Your task - What follows are records. Restate all of them word for word.

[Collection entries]
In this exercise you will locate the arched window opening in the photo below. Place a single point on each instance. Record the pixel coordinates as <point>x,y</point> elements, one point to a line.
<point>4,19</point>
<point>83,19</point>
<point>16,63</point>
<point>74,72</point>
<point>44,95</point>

Solution for this problem -
In this exercise you will locate the arched window opening in the photo below. Place a single point on each instance. Record the pixel coordinates as <point>x,y</point> elements, one point to a line.
<point>4,19</point>
<point>83,19</point>
<point>16,63</point>
<point>74,72</point>
<point>44,95</point>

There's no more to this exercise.